[Opening Entries provided section]
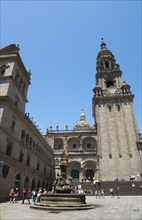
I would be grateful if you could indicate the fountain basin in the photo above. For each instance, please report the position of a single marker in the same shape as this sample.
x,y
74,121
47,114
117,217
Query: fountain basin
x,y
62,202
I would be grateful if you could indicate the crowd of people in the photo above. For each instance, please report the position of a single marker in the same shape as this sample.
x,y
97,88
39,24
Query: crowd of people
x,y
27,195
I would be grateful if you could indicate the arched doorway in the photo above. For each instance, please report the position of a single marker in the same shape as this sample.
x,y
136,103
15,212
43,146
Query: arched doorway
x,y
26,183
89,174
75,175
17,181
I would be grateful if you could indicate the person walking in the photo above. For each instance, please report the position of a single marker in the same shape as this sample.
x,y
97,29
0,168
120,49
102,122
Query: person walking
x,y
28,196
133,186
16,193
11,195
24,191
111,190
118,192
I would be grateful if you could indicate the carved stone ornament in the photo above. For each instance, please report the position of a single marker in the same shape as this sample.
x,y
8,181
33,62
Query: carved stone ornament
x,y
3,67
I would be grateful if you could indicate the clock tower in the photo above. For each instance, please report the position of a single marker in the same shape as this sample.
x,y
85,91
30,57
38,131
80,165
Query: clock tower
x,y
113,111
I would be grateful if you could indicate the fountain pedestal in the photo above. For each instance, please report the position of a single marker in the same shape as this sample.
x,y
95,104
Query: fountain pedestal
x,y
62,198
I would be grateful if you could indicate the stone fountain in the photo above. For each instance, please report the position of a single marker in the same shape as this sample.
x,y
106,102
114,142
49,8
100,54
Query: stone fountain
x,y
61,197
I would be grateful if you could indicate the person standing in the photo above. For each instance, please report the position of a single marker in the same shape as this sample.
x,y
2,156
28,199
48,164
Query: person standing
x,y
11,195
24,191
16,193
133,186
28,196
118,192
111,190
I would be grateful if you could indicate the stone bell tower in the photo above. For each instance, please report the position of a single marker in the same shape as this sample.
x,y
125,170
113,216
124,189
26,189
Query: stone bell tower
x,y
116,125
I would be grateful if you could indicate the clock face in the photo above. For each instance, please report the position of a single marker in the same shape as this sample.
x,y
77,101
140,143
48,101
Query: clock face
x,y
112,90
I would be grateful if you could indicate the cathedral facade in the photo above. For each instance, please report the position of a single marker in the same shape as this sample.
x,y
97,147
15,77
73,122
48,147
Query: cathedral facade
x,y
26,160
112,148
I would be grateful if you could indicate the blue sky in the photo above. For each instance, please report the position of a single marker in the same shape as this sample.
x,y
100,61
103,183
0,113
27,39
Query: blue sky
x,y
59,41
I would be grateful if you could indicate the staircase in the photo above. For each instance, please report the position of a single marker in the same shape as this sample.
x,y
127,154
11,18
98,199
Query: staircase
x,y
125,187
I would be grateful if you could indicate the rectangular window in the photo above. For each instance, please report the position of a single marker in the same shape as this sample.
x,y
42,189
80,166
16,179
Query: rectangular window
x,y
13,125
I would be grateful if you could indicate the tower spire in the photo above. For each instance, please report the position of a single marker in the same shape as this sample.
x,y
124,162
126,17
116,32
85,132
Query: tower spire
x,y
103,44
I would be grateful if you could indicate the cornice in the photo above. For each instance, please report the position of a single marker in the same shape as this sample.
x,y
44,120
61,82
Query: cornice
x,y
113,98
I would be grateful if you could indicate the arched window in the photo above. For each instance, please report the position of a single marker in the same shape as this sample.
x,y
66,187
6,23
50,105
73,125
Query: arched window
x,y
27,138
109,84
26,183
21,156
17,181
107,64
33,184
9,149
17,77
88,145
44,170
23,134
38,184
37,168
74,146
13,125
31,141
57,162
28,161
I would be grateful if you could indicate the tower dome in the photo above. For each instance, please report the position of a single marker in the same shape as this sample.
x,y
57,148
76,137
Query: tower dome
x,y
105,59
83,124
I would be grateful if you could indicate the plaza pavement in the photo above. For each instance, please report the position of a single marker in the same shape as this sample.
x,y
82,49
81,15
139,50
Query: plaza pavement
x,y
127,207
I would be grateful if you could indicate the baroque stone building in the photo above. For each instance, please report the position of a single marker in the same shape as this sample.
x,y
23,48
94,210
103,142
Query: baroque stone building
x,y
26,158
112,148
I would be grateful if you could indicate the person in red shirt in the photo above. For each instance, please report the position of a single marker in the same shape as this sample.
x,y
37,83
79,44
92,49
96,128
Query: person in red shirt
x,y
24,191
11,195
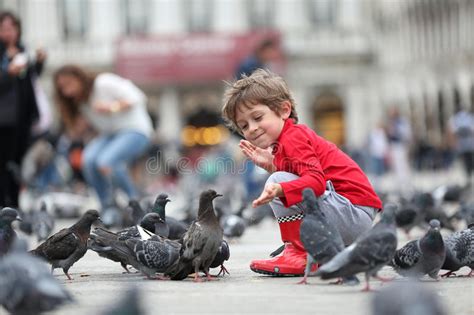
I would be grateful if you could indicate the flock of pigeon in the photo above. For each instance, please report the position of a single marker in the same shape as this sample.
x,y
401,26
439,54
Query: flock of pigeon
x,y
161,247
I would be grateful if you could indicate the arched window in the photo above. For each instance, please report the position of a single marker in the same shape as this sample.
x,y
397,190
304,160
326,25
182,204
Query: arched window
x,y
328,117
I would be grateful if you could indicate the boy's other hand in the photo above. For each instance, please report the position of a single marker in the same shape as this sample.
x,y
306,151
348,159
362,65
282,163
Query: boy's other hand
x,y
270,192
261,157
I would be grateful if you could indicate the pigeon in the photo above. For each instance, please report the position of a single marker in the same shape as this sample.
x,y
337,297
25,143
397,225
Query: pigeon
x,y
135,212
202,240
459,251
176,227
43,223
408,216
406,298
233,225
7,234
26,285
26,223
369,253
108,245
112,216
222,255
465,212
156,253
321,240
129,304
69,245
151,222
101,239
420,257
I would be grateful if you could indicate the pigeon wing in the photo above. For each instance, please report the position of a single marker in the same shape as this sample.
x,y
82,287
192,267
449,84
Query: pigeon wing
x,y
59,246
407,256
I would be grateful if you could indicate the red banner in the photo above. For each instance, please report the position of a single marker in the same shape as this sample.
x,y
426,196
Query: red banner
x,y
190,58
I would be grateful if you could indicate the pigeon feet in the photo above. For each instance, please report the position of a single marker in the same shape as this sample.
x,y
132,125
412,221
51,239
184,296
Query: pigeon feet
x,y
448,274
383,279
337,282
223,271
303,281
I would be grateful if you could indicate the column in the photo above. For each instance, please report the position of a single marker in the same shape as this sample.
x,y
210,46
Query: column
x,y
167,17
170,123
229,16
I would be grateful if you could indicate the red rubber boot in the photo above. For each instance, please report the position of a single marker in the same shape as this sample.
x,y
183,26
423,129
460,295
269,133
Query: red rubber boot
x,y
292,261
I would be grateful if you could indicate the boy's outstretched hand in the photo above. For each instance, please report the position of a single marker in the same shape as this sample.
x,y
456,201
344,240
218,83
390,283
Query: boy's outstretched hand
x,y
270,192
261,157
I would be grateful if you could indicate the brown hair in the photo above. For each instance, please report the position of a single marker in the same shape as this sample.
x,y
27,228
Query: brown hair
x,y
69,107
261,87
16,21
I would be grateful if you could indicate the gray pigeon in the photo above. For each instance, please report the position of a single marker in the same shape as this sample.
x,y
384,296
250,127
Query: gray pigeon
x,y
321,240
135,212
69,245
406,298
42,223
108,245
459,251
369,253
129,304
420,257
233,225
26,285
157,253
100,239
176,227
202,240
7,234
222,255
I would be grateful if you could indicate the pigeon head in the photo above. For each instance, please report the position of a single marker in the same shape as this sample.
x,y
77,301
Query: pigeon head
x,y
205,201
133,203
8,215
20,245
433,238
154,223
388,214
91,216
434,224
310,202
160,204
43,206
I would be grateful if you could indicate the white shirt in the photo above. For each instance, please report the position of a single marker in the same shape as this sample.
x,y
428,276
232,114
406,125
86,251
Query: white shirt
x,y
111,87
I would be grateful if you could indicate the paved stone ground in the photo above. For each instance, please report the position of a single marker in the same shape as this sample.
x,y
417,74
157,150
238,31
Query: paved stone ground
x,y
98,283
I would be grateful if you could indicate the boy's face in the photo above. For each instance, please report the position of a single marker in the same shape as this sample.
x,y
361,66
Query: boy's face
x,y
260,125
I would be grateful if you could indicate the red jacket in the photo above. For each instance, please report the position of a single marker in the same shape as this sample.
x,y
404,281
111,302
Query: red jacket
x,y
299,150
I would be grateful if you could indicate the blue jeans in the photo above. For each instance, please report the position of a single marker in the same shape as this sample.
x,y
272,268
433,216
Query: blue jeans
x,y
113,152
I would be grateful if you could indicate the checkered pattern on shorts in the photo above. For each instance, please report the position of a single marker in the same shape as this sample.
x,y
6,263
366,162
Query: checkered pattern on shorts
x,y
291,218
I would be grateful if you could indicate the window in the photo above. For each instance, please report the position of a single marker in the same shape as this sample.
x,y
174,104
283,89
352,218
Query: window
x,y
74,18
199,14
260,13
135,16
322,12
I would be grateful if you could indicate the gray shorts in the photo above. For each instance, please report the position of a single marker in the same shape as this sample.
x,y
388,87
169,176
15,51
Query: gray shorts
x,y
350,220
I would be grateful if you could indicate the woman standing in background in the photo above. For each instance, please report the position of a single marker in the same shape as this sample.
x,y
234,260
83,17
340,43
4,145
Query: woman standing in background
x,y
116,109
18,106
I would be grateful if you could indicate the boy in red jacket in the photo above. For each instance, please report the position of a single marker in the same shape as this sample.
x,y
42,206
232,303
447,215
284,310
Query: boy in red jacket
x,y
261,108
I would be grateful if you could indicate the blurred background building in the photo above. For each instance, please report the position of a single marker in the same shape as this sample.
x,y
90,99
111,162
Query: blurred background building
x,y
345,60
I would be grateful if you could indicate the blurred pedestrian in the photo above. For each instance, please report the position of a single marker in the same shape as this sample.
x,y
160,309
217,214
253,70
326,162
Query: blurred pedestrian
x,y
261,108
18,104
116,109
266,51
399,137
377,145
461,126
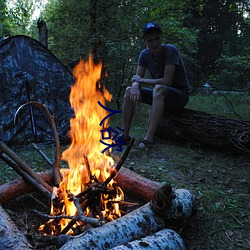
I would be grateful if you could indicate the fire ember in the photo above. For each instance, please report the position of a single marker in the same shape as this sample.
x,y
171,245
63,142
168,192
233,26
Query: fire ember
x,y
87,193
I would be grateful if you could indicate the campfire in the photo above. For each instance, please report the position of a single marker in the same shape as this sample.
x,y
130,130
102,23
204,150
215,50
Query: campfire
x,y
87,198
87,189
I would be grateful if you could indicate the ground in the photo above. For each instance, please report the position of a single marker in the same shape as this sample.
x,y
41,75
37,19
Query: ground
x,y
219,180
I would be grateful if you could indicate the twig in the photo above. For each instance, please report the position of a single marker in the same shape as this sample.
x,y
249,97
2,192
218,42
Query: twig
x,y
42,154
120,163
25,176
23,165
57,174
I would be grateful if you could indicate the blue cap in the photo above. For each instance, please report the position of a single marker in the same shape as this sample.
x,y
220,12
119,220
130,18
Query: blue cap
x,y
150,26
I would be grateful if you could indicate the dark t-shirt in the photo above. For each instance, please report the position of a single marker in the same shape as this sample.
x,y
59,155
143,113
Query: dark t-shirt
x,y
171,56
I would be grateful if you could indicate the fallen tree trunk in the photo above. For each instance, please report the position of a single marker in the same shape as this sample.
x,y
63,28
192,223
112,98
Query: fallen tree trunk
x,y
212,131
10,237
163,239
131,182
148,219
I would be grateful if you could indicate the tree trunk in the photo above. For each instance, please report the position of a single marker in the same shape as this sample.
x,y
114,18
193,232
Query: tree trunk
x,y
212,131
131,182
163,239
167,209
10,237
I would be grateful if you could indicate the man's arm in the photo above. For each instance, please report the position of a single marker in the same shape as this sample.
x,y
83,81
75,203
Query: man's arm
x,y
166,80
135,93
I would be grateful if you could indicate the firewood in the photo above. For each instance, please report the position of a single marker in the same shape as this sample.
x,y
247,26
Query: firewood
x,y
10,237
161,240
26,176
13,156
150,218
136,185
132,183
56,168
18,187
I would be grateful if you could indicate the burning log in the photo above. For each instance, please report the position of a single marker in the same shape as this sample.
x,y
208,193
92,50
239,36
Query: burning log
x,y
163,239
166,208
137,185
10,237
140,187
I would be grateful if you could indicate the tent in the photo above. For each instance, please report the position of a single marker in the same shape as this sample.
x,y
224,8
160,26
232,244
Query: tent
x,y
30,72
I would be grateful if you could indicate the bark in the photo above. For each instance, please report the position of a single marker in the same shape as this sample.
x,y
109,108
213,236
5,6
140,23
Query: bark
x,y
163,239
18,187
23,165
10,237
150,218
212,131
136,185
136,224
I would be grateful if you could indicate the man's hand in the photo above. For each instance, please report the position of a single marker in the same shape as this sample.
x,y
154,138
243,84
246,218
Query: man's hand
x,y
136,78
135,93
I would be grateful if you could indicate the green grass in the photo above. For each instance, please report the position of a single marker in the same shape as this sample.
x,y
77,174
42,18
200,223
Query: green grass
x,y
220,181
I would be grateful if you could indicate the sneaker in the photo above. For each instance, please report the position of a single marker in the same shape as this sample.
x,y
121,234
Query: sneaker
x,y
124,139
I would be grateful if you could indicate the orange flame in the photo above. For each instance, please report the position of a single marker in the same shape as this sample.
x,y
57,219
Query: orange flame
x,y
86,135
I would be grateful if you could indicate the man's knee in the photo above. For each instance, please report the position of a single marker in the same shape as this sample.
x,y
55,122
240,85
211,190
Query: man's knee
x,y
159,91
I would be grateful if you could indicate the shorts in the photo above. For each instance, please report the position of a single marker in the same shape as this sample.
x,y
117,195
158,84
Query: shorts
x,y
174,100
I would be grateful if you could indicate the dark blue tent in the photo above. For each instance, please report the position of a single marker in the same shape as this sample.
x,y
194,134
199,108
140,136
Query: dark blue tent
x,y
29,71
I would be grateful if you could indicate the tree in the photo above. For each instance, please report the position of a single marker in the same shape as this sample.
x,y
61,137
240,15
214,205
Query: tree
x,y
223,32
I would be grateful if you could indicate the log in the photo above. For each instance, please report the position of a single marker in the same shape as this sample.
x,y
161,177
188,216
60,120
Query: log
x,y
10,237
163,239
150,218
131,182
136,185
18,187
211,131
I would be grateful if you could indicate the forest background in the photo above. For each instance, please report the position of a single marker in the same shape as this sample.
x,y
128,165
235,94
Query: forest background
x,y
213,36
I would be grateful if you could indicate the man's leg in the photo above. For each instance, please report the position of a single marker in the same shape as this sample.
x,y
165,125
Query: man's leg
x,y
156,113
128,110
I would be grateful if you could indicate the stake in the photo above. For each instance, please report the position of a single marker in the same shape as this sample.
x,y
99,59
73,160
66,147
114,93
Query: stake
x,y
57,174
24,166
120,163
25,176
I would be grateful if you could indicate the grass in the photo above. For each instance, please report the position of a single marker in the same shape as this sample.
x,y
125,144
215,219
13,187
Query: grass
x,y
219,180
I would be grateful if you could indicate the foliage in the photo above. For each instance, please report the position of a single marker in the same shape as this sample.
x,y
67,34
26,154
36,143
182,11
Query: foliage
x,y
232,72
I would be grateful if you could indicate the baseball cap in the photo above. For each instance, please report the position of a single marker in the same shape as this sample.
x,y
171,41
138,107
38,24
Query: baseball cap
[Closing Entries provided section]
# Goal of the exercise:
All lines holding the word "baseball" must be found in the listing and copied.

# Response:
I would be grateful if you could indicate the baseball cap in the photo above. For each instance, please report the position of a single marker in the same shape as this sample.
Query: baseball cap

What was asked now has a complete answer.